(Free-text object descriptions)

-*-

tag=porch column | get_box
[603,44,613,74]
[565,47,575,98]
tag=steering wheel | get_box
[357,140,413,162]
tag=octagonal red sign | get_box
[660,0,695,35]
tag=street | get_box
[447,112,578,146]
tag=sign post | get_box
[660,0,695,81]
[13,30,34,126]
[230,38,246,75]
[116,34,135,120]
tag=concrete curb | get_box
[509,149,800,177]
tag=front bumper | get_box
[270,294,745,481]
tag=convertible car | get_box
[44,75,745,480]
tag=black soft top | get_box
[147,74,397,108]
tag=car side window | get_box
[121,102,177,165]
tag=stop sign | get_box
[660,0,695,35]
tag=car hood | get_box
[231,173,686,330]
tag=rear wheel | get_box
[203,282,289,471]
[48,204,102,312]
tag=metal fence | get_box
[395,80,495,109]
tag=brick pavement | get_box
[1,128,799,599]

-*-

> Task brief
Print nothing but the lines from the one that contains "tag=sign post | get_box" to the final line of the data, both included, exactly as they read.

> Problem solution
tag=sign post | get_box
[660,0,695,81]
[13,30,34,126]
[230,38,246,75]
[116,34,135,120]
tag=concrete curb | get_box
[509,149,800,177]
tag=front bumper | get_box
[270,294,745,481]
tag=convertible car | get_box
[44,75,745,480]
tag=black soft top | get_box
[147,74,397,108]
tag=car side window | get_box
[121,102,177,165]
tag=stop sign | get_box
[660,0,695,35]
tag=car hood | get_box
[231,173,686,330]
tag=rear wheel | get_box
[203,282,289,471]
[48,204,102,312]
tag=metal fence | get_box
[395,80,495,109]
tag=brick pavement | get_box
[1,128,799,599]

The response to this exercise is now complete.